─── Listed entries ───
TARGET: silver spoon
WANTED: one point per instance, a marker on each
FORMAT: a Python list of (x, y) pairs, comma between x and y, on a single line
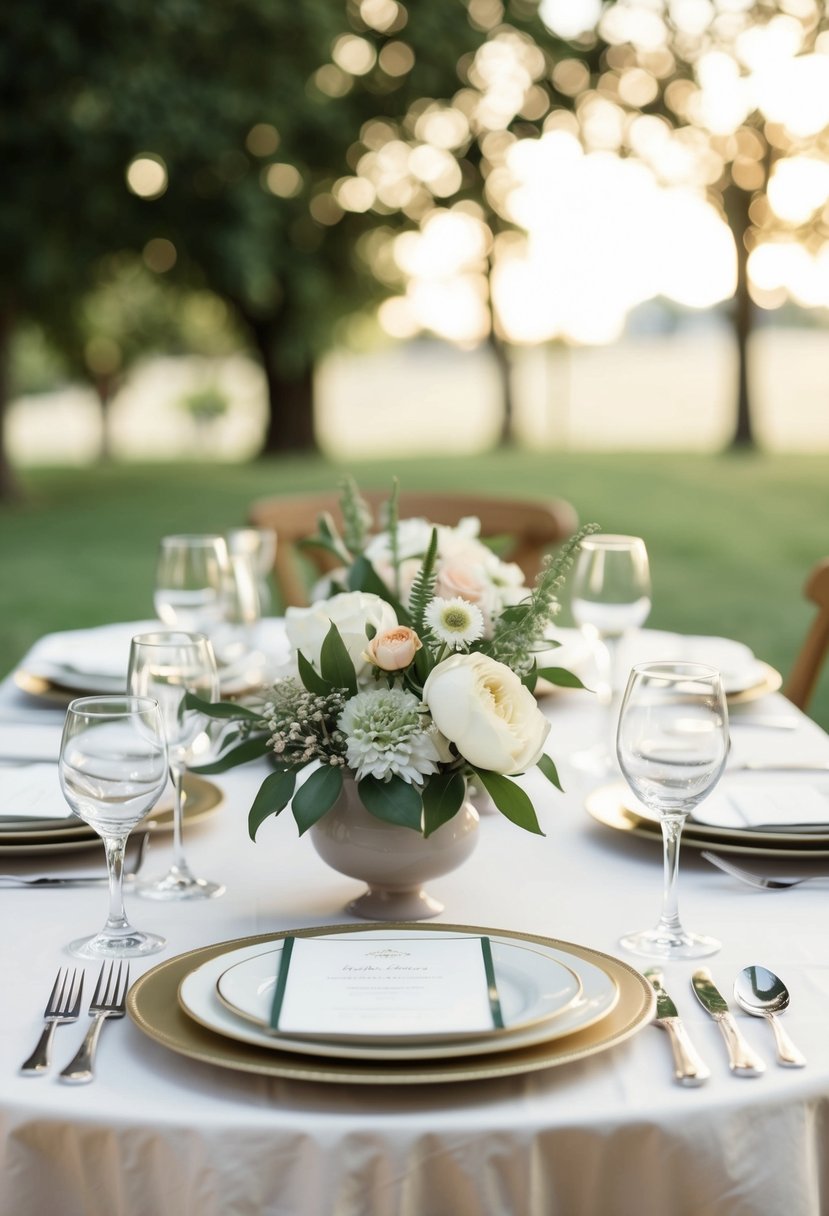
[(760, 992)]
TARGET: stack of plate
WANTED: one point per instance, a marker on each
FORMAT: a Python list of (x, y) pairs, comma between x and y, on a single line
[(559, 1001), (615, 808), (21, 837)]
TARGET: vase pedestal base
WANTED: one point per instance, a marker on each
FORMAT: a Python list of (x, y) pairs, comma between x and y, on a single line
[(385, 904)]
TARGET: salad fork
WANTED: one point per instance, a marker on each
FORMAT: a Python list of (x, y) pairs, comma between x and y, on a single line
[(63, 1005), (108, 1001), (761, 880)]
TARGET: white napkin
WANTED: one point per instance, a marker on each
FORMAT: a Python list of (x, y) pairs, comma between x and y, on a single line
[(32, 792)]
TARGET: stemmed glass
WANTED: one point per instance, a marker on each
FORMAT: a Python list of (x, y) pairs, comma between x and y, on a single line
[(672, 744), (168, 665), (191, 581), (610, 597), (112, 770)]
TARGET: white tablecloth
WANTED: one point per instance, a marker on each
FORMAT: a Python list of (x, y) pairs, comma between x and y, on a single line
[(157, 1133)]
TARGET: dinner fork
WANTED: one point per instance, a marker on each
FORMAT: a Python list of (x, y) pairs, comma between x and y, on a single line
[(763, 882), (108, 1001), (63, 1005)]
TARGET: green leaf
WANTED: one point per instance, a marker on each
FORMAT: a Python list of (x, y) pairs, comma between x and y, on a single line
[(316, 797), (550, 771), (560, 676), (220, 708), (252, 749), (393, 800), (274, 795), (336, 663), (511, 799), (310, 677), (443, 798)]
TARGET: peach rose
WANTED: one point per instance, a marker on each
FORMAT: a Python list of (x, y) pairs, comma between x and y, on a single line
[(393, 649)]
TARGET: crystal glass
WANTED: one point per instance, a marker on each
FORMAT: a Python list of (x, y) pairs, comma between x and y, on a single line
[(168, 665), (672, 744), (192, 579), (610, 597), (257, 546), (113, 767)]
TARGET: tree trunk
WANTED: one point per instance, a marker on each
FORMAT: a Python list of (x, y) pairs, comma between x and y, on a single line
───
◆ The task: Write out every line above word for word, omitting the pictures.

◆ Solution for this task:
TARGET: silver spoon
WANTED: one point per instance, a marker on each
FORMAT: a Python list of (x, y) pairs, comma between x and y, on a single line
[(760, 992)]
TARGET: stack of plate
WANTED: one point per instance, a marker on each
FORMAT: a Python list of (x, y) pairs, comma between x and y, on a single line
[(559, 1001), (615, 808), (21, 837)]
TARGET: vase pedestal base
WANTED: one point per instance, a marker on each
FORMAT: a Python list of (x, y) pairs, comma between x and y, on a single line
[(385, 904)]
TARGET: salad fork
WANTED: one point per instance, a marker on each
FORMAT: a Python list of (x, y) pairs, comma between x and y, on a single line
[(63, 1005), (108, 1001), (761, 880)]
TARGET: white napkin
WANTED: one point per instance, a marker on each
FORMAT: a Python list of (x, y) pairs, comma between x and y, on a single line
[(32, 792)]
TARGET: stemmed glass
WANTED: one point per instance, a marker on each
FORMAT: a Python list of (x, y) pairs, comma between x and y, on a single line
[(672, 744), (168, 665), (191, 581), (610, 597), (112, 770)]
TARGET: white tablecloth
WANTED: one point per instance, a marker on each
FORMAT: a Python list of (x, y) pairs, comma between x and y, on a single line
[(157, 1133)]
TARGET: dinner fork
WANTED: one point per instance, a marker on each
FORMAT: a Python list of (x, y) pairs, comma between x and y, on a single line
[(763, 882), (108, 1001), (63, 1005)]
TARGET: green leaf
WANTED: one point per instance, a marker on each
FORMAT: a Python list of (x, y) pairs, comma between x and y, on a single line
[(316, 797), (550, 771), (560, 676), (220, 708), (252, 749), (393, 800), (274, 795), (336, 663), (511, 799), (310, 677), (443, 798)]
TARGET: peach rose
WANTED: one point per instance, a marker on each
FORMAT: a Python list of (x, y) pairs, comma between x and y, on a single line
[(393, 649)]
TARGET: crystal glass
WANTED: one point per instance, a marker on each
FORMAT: a Python list of (x, y) pairs, comma between x and y, on a single line
[(168, 665), (672, 744), (192, 579), (610, 597), (257, 546), (113, 767)]
TARGET: tree trunk
WANTED: one point per instance, a marker on each
FORMAT: a Python list of (x, y) pairs, comma between x and y, on a single line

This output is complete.